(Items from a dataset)
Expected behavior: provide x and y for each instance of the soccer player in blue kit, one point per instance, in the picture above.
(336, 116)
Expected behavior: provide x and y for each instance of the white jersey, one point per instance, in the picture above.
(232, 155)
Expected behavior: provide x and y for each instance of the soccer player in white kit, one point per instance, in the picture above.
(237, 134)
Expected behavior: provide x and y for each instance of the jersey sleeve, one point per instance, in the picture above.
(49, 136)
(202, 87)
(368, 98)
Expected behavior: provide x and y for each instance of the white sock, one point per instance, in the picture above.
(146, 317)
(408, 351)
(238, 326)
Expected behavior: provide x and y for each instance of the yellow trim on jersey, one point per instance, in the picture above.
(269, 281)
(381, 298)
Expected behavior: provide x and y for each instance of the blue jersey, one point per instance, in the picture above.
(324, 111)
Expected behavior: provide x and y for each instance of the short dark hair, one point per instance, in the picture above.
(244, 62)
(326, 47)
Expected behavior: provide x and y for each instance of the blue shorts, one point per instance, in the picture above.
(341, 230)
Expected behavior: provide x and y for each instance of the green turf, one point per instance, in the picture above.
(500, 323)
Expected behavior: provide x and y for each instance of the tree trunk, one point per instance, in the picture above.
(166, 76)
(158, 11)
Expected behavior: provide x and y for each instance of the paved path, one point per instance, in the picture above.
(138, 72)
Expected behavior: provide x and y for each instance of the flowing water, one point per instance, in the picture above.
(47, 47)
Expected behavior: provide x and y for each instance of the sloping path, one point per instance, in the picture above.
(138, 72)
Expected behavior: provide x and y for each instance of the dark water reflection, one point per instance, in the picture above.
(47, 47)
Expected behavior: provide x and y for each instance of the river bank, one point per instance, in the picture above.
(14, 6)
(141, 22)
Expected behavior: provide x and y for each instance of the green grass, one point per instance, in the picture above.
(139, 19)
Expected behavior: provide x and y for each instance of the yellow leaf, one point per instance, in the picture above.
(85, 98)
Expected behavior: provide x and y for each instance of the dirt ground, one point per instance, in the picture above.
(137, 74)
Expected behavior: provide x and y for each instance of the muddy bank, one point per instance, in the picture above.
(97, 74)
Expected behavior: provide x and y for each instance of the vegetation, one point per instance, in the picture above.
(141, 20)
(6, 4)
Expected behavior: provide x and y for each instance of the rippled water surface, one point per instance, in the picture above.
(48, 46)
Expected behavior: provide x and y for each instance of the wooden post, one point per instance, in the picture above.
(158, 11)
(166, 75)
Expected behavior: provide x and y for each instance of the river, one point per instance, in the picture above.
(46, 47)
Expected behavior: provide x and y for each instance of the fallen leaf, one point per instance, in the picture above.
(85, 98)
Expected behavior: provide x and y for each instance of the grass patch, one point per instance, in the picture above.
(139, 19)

> **The problem**
All of the data above should be written out again word for word.

> **Response**
Expected behavior: provide x and y for each instance of the soccer player in blue kit, one point per instance, in the picture above.
(336, 116)
Expected behavior: provide x and y for each instance of the white jersey, one point per instance, in the picture above.
(232, 155)
Expected behavior: provide x and y for each instance of the soccer player in white kit, one point per instance, in the picture above.
(237, 134)
Expected behavior: provide x and y for each instance of the jersey sleeve, one point per instance, in the picture above.
(49, 136)
(202, 87)
(368, 98)
Expected behavior: provide x and y for each instance of the white sock, one point per instance, in the picture above.
(146, 317)
(408, 351)
(238, 326)
Expected behavior: provide x and y for each instance of the yellow trim on jersey, one point per instance, in the picture above.
(269, 281)
(381, 298)
Expected behavior: provide x and y for each instance of the blue jersey, one point per instance, in the picture above.
(324, 111)
Expected behavior: provide x and y for each instance of the short dark hair, one point per instance, in the picture above.
(244, 62)
(326, 47)
Expected behavior: provide x and y for each instance of the blue shorts, one point per instance, in the picture above.
(341, 230)
Expected behavior: provide x and y for each instance of the green turf, one point per instance, in the picture above.
(500, 323)
Expected behavior: provide x and y for each instance of the tree trunk, one point per instance, in the picture above.
(166, 76)
(158, 11)
Expected behavior: provide x and y for each instance of the paved path, one point per instance, in the picture above.
(138, 72)
Expected behavior: provide x and y for each instance of the flowing water, one point per instance, in the picture above.
(47, 47)
Expected behavior: provide x and y for each instance of the sloping path, one point per instance, in the picture above.
(138, 72)
Expected behavior: provide x and y for each instance of the dark water reflection, one point per instance, in the picture above.
(47, 47)
Expected behavior: provide x and y for each instance of the river bank, one point per instance, in the picture above.
(14, 6)
(141, 22)
Expected behavior: provide x and y for each instance of the green grass, one point per instance, in the picture above.
(139, 19)
Expected behavior: provide x and y for each instance of the yellow leaf, one point per instance, in the picture above.
(85, 98)
Expected behavior: provide x and y for each instance of the dirt ground, one point per instance, in the picture above.
(137, 74)
Expected behavior: provide x and y for each instance of the muddy bank, one point per instance, in the picture above.
(97, 74)
Expected behavior: provide x and y for each instance of the vegetation, one point per instance, in the picture above.
(141, 20)
(6, 4)
Expected behavior: provide x and y for each instance of the rippled water surface, one point per instance, in the picture above.
(48, 46)
Expected behavior: provide x and y for each instance of the wooden post, one point per instance, in the picture above.
(158, 11)
(166, 75)
Expected behavior: provide x and y for each instance of the river, one point per instance, in the picture above.
(46, 47)
Expected behavior: provide x and y for each instance of the fallen leaf, one point per instance, in the picture above.
(85, 98)
Expected behavior: provide x and y for each instance of the grass patch, one point per instance, in the picture above.
(139, 19)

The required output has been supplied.